■ **EXERCISE INSTRUCTIONS**:
[A] List every album title in the chronology section of the DJ Shadow live album text, with the year shown for each.
[B] According to the DJ Shadow live album text, where and in what year was the album recorded?

Live album by DJ Shadow
- Released: June 15, 2004
- Recorded: 2002
- Venue: Brixton Academy, London
- Genre: Hip hop
- Label: Geffen
- Producer: DJ Shadow

DJ Shadow chronology
| The Private Repress (2003) | Live! In Tune and on Time (2004) | The Outsider (2006) |

= Live! In Tune and On Time =

2004 live album by DJ Shadow

Live! In Tune and on Time is a live album by American hip hop producer DJ Shadow, released on June 15, 2004, by DJ Shadow. Recorded in 2002 at Brixton Academy in London, it features tracks and samples from past albums as well as his work with UNKLE and Quannum. The album was released on double vinyl LP and as a CD/DVD set, and the DVD contains additional tracks and material.

■ **SUPPLIED DATA**:
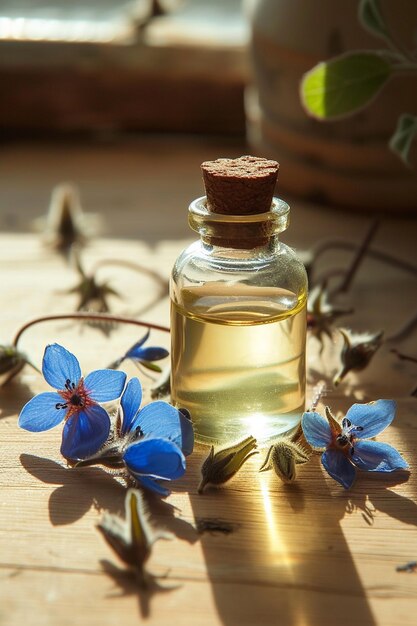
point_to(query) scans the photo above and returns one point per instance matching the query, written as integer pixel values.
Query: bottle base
(265, 429)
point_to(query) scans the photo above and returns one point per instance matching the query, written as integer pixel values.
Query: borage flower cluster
(148, 444)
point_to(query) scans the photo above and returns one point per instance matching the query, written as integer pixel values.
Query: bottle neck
(240, 232)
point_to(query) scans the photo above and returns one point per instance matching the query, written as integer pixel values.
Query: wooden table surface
(301, 555)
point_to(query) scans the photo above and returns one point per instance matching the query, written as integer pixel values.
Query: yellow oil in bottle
(239, 362)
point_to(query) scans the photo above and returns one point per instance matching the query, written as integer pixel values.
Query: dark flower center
(76, 397)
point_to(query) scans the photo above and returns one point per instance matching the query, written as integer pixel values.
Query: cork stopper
(243, 186)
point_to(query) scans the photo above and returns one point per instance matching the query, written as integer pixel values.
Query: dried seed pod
(221, 466)
(283, 456)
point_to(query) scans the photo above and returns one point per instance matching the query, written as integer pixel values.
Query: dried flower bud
(92, 295)
(283, 457)
(133, 537)
(321, 315)
(357, 352)
(219, 467)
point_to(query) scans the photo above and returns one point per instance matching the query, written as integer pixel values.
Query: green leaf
(403, 137)
(343, 85)
(370, 17)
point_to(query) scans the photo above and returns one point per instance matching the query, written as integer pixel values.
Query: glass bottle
(238, 326)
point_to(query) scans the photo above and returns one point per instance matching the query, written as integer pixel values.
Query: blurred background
(125, 99)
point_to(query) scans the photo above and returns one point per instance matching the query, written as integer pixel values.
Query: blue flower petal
(60, 365)
(160, 419)
(374, 417)
(151, 484)
(147, 354)
(316, 429)
(85, 433)
(105, 385)
(339, 467)
(40, 413)
(374, 456)
(130, 401)
(158, 458)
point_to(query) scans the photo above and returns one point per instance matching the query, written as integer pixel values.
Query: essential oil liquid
(239, 364)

■ **EXERCISE RESULTS**:
[A]
The Private Repress (2003)
Live! In Tune and on Time (2004)
The Outsider (2006)

[B] It was recorded in 2002 at Brixton Academy in London.